[Start of Extracted text]

Senior U.S. officials frame their financial regulatory objectives with words like recalibrate, harmonize, and Americanize. The last, from Deputy Treasury Secretary Michael Faulkender, sounds particularly provocative in an “America first” political moment.
Big U.S. banks’ complaints that Basel III capital requirements are excessive and put them at a competitive disadvantage, and policymakers’ receptivity to them, stoked fears of fragmentation in the international reform consensus forged after the 2008 financial crisis. The Trump administration has set sweeping regulatory – or deregulatory – goals while also accommodating, or welcoming continued inclusion in, the Basel Committee on Banking Supervision and other components of global collaboration.
As Faulkender stressed during a June 20 fireside-chat-style appearance at the Council on Foreign Relations, “international homogeneity” must not detract from America's proficiency at financing businesses and individuals. He contrasted that with jurisdictions geared more toward financing of governments.
The Basel process has made “important strides,” said Faulkender, a former University of Maryland professor and America First Policy Institute chief economist who was confirmed by the Senate in March to the No. 2 Treasury post under Secretary Scott Bessent.
There is willingness to work with “international and Basel partners” on areas of alignment, Faulkender stated, “but there are other areas where we just don't think that it's going to be appropriate.” That is where it will be necessary to “Americanize” and “insist on some differences.”
Noting that the U.S. economy is 25% larger than Europe’s, after the two were about equal at the turn of the century, Faulkender added, “We don’t want to move toward a European approach to economic policy.”
Deputy Secretary Faulkender: Make the regulated sector better.
Instead, the U.S. is pursuing a broad “modernization agenda” recognizing, in holistic fashion, the need to address imbalances or make course corrections in everything from bank capital and regulation, to taxation and trade, even to aspects of the Anti-Money Laundering Act of 2020 yet to be implemented. Being “influential and in the lead,” as Faulkender put it, serves U.S. global interests in payments standards, cryptocurrencies and artificial intelligence.
He contended that the best way to keep lending from diminishing or migrating to the shadow sector is to “make the regulated sector work better such that capital doesn’t flee in the first place.”
Resistance to Basel III endgame provisions had been building since well before Donald Trump was elected president, along with Republican congressional majorities, last November. Organizations such as the Bank Policy Institute and Financial Services Forum justified their member banks’ objections with projections of adverse impacts on the real economy and Main Street.
Representative Andy Barr of Kentucky, chairman of the House Financial Services Committee’s Financial Institutions and Monetary Policy subcommittee, in a September hearing and proposed bill took specific aim at alleged lack of accountability and transparency in U.S. regulators’ participation in the Basel Committee on Banking Supervision and Bank for International Settlements. (See The U.S. and the Basel Endgame: Distancing or Decoupling?)

[End of Extracted text]
[Start of Rows]

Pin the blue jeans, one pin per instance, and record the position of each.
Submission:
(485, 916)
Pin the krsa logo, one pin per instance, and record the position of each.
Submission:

[End of Rows]

Goal 1 → According to the article on U.S. financial regulation, how much larger is the U.S. economy than Europe's?
Goal 2 → Retype the article on U.S. financial regulation between "Instead, the U.S." and "and artificial intelligence.", inclusive.
Goal 3 → Continue the article on U.S. financial regulation from the point where it stops.
The records are material apart from the article on U.S. financial regulation.

Response 1 → 25% larger.

Response 2 →
Instead, the U.S. is pursuing a broad “modernization agenda” recognizing, in holistic fashion, the need to address imbalances or make course corrections in everything from bank capital and regulation, to taxation and trade, even to aspects of the Anti-Money Laundering Act of 2020 yet to be implemented. Being “influential and in the lead,” as Faulkender put it, serves U.S. global interests in payments standards, cryptocurrencies and artificial intelligence.

Response 3 →
Meanwhile, the multilateral bodies were reasserting post-crisis reform principles and Basel III endgame priorities. These were underscored in a June 12 speech in Spain by Netherlands central bank president Klaas Knot, the last in his capacity as chair of the Financial Stability Board. That coordinating body is hosted by the BIS in Basel, Switzerland, and includes representatives of the U.S Treasury, Federal Reserve Board and Securities and Exchange Commission.
The final Basel III standards “are designed to strengthen the resilience of banks to withstand losses. And yet, they still have not been implemented in many jurisdictions,” said Knot, adding that “more than 15 years after the global financial crisis, authorities still face challenges in dealing with failing banks. So yes, we’ve made progress. But we’re not done.”
Klaas Knot: Global cooperation “harder but more essential.”
Knot urged that any simplified rules be “calibrated at a more prudent level” to prevent their becoming less risk-sensitive. “That is the general thinking behind the standardized approach of Basel III. That is also the thinking behind the leverage ratio. Most importantly, what we must avoid is confusing simplification with deregulation” and rollbacks that would increase the likelihood of crises and “undo the progress we have made.”
“If we want to meet today’s challenges to financial stability, we have to continue to work together,” Knot pleaded. “And we need to stay committed to the international bodies we have built to underpin that cooperation, such as the Basel Committee and the FSB. In a fragmented world, global cooperation is harder. But it is also more essential.”
Effective July 1, the Dutchman was succeeded as FSB chair by Bank of England Governor Andrew Bailey.
The FSB in June appointed Randal Quarles to lead a high-level review of “15 years of reform implementation,” for a report to the G20 next year. Quarles was a Federal Reserve Board governor from October 2017 to October 2021, serving as its first vice chair for supervision, and was FSB chair from December 2018 until December 2021.
Michelle Bowman, sworn in on June 9 as the Fed’s vice chair for supervision – a position vacated in February by Michael Barr, still a sitting Fed governor – bolstered the Republican administration’s contingent of “recalibration” advocates. A former Kansas bank commissioner and a community banker in that state, Bowman has been on the Federal Reserve Board since 2018, but now has a higher profile with a regulatory mandate assigned by the 2010 Dodd-Frank Act.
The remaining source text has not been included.